> Written problem
Every line below must be reproduced exactly. Copy them all.

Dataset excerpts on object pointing
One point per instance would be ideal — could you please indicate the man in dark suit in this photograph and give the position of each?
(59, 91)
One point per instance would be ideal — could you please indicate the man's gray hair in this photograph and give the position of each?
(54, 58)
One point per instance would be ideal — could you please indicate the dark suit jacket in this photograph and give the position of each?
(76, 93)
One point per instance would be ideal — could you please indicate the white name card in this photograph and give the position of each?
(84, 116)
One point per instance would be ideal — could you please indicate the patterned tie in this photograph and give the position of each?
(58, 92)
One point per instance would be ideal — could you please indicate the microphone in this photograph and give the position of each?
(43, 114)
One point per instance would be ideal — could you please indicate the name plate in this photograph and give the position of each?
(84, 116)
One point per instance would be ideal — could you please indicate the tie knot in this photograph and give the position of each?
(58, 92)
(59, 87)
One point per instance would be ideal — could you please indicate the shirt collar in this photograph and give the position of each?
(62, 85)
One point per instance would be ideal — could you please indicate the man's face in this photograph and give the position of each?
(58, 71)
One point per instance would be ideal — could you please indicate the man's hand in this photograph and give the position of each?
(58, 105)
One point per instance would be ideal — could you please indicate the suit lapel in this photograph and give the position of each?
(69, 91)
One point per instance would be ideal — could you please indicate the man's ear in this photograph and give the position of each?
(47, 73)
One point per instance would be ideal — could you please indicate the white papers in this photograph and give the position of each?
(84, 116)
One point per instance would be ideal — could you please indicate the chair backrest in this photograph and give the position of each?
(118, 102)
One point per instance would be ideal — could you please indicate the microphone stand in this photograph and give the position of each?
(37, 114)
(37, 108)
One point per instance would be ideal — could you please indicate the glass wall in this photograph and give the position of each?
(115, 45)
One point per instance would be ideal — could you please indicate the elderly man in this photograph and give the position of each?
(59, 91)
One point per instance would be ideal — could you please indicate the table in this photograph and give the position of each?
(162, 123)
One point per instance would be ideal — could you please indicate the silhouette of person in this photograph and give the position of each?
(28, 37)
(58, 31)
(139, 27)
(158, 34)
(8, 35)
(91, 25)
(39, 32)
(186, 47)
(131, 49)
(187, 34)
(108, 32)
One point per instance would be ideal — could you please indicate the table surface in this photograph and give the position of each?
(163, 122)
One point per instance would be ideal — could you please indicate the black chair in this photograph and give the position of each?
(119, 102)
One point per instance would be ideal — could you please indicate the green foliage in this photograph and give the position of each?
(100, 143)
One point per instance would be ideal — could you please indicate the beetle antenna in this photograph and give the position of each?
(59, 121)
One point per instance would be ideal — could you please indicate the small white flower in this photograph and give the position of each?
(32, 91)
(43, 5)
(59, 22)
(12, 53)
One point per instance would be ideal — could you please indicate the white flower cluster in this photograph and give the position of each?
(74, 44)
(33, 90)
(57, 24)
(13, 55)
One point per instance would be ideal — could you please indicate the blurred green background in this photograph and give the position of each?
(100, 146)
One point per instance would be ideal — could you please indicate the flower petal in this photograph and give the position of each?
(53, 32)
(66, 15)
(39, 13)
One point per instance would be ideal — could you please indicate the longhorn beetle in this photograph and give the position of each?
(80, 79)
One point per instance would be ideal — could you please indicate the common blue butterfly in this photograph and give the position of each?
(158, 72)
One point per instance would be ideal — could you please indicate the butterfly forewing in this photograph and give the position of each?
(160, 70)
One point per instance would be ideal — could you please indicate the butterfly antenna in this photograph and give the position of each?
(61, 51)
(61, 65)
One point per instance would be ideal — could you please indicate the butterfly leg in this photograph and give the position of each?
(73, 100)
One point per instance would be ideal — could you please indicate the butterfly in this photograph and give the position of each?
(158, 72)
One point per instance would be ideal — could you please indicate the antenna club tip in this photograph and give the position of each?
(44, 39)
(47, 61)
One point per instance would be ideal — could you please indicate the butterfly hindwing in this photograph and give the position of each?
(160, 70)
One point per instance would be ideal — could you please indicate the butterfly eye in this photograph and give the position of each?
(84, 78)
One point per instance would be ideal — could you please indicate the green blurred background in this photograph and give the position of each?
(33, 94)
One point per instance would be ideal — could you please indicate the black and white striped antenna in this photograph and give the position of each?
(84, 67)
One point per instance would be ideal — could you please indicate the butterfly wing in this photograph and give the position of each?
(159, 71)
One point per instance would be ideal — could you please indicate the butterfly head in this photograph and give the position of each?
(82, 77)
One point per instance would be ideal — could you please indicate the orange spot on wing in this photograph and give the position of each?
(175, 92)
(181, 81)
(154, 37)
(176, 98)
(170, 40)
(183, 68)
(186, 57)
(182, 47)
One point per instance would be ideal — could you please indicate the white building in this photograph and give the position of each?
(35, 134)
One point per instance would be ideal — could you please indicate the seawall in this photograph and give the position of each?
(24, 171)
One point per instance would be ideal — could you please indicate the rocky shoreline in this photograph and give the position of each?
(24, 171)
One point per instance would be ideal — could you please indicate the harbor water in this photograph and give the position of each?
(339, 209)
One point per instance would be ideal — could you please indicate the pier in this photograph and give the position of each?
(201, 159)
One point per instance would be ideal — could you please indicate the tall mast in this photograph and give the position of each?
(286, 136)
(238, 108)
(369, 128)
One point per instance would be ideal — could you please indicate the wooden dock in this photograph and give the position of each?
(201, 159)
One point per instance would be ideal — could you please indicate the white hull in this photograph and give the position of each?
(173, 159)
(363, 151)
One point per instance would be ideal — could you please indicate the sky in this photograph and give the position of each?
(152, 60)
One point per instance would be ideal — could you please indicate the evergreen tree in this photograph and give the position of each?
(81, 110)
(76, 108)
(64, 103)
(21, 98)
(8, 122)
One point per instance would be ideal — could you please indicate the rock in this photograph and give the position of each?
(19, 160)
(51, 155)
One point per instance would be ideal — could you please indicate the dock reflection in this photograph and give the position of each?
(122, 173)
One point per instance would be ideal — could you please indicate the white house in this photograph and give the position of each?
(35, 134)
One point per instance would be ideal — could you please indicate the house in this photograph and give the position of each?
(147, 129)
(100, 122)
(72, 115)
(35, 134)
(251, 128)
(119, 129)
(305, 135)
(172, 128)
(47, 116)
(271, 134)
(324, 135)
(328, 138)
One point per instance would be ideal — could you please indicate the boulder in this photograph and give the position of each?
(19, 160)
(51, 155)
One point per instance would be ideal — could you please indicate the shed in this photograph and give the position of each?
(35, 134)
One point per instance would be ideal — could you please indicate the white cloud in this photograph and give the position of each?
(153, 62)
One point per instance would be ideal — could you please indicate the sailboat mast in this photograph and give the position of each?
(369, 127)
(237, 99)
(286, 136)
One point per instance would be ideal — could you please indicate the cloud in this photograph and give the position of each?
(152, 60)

> Worked solution
One point per instance would be ideal — could you please indicate the man in dark suit in this photograph and give the position of each?
(59, 91)
One point per instance would be ideal — could you please indicate the man's gray hair in this photograph and give the position of each?
(54, 58)
One point per instance would be ideal — could you please indicate the dark suit jacket in this photograph and give the position of each?
(76, 93)
One point per instance would be ideal — could you please indicate the white name card in this photograph and give the position of each?
(84, 116)
One point per instance would be ideal — could you please indicate the patterned tie in this photograph and give the position of each?
(58, 92)
One point per instance would be ideal — could you please indicate the microphone in this photograph and give the position of each?
(43, 114)
One point per instance would be ideal — could you please indicate the name plate in this photograph and give the position of each?
(84, 116)
One point per instance would be ideal — could you please indicate the tie knot in this photograph and give the position of each?
(58, 92)
(59, 87)
One point per instance would be ideal — could you please indicate the shirt collar in this photograph and give the position of each?
(62, 85)
One point per instance would be ideal — could you please indicate the man's face in this photograph and give the position of each?
(58, 71)
One point per instance would be ideal — could you please indicate the man's hand in this photograph and give the position of each?
(58, 105)
One point per instance would be ideal — could you please indicate the suit lapel in this photograph and give the position of each?
(69, 91)
One point per instance would be ideal — could you please indicate the man's ear in this photograph and give the position of each?
(47, 73)
One point per instance would be ideal — could you please indicate the white papers in this photograph and give the position of each?
(84, 116)
One point per instance would be ideal — could you please indicate the chair backrest in this photograph and give the position of each?
(118, 102)
One point per instance would be ideal — could you please indicate the microphone stand in this photograph and give the position of each?
(37, 114)
(37, 108)
One point per instance would be ideal — could you please indicate the glass wall in this photograph and give the position of each?
(115, 45)
One point per instance would be ideal — could you please indicate the elderly man in this photograph and give the position of each?
(59, 91)
One point per instance would be ideal — could you please indicate the table in this photograph and give the position of each?
(162, 123)
One point per instance would be ideal — could you please indicate the silhouette of person in this photograph and give the position of each?
(28, 37)
(58, 31)
(139, 27)
(158, 34)
(8, 35)
(91, 25)
(39, 32)
(186, 47)
(131, 49)
(187, 34)
(108, 32)
One point per instance would be ideal — could you please indicate the table surface in this photograph and give the position of each?
(163, 122)
One point per instance would be ideal — could you please indicate the black chair in this photograph and give the position of each?
(119, 102)
One point per instance would be ideal — could you please indicate the green foliage in this photograph and give the position of each?
(100, 143)
One point per instance would be ideal — could you please indicate the beetle antenna in this photograph and give the position of each?
(59, 121)
One point per instance would be ideal — could you please indicate the small white flower in this photograph and give the position of each?
(32, 91)
(43, 5)
(59, 22)
(12, 53)
One point per instance would be ideal — could you please indicate the white flower cluster in this photograph and give the position of each?
(74, 44)
(33, 90)
(57, 24)
(13, 55)
One point per instance would be ideal — could you please indicate the blurred green background in this photograph and give the position of each?
(100, 146)
One point per instance would be ideal — could you please indicate the flower petal in this photograph and give the position of each?
(53, 32)
(66, 15)
(39, 13)
One point per instance would be ideal — could you please indicate the longhorn beetle in this photograph and give the position of each?
(80, 79)
One point per instance would be ideal — could you please indicate the common blue butterfly in this photograph and give the position of each?
(158, 72)
One point per instance would be ideal — could you please indicate the butterfly forewing in this photograph and give the position of each?
(160, 70)
One point per instance would be ideal — could you please indicate the butterfly antenna in this photograph and give the position of each?
(61, 51)
(61, 65)
One point per instance would be ideal — could you please indicate the butterfly leg in this photograph and give the position of each?
(73, 100)
One point per instance would be ideal — could you please indicate the butterfly in this photograph and give the position of each?
(158, 72)
One point per instance would be ideal — could you please indicate the antenna club tip in this photograph and give the position of each?
(44, 39)
(47, 61)
One point per instance would be ideal — could you please indicate the butterfly hindwing in this photograph and give the position of each?
(160, 70)
One point per instance would be ideal — could you please indicate the butterfly eye in this photograph and give the position of each?
(84, 78)
One point per instance would be ideal — could you please indicate the green blurred background in this photograph and give the position of each?
(33, 94)
One point per instance would be ideal — could you please indicate the black and white striped antenna in this photograph and give the position of each?
(84, 67)
One point per instance would be ideal — could you please indicate the butterfly wing in this photograph and give the position of each?
(159, 71)
One point per instance would be ideal — could you please indicate the butterfly head in this photograph and give the position of each?
(82, 77)
One point per instance would be ideal — could you please indicate the orange spot on wing in this photograph and give the position of each?
(175, 92)
(181, 81)
(154, 37)
(176, 98)
(170, 40)
(183, 68)
(186, 57)
(182, 47)
One point per instance would be ideal — could you please indicate the white building in this photograph and give the position of each?
(35, 134)
One point per instance would be ideal — could you please indicate the seawall in this photograph and give the position of each?
(24, 171)
One point per instance would be ideal — could you please indicate the rocky shoreline in this photograph and give the position of each?
(24, 171)
One point per instance would be ideal — could you please indicate the harbor water in this photograph and give the position of each?
(339, 209)
One point per instance would be ideal — could you please indicate the pier in this photograph and give the position of each?
(201, 159)
One point per instance would be ideal — could you please indicate the tall mast in this photograph and give the position of each?
(286, 136)
(238, 108)
(369, 128)
One point per instance would be ideal — could you please indicate the wooden dock in this photograph and give the position of each?
(201, 159)
One point per instance would be ideal — could you please indicate the white hull in this photograph and give the position of each?
(173, 159)
(363, 151)
One point per instance would be ideal — could you please indicate the sky in this photograph and give the position of each?
(152, 60)
One point per instance would be ideal — could you please indicate the evergreen tree in this photograph and give the position of each?
(81, 110)
(76, 108)
(64, 103)
(21, 98)
(8, 122)
One point per instance would be ideal — could you please indicate the rock in this photograph and give the position of each?
(19, 160)
(51, 155)
One point per instance would be ideal — could you please indicate the dock reflection in this photograph and give the position of each?
(122, 173)
One point per instance would be ideal — could you please indicate the white house in this photograph and give the position of each?
(35, 134)
One point per instance would be ideal — could you please indicate the house in this photograph and give the position of each?
(147, 129)
(100, 122)
(72, 115)
(35, 134)
(251, 128)
(119, 129)
(305, 135)
(172, 128)
(47, 116)
(271, 134)
(324, 135)
(328, 138)
One point per instance would be ideal — could you please indicate the boulder in this photograph and give the position of each?
(19, 160)
(51, 155)
One point per instance would be ideal — could you please indicate the shed in this photograph and give the position of each?
(35, 134)
One point per instance would be ideal — could you please indicate the white cloud in this photograph and give the position of each?
(153, 62)
One point per instance would be ideal — could you please indicate the sailboat mast in this photograph and give the position of each?
(369, 127)
(237, 99)
(286, 136)
One point per instance would be ideal — could you please indicate the cloud in this photograph and give the position of each?
(152, 60)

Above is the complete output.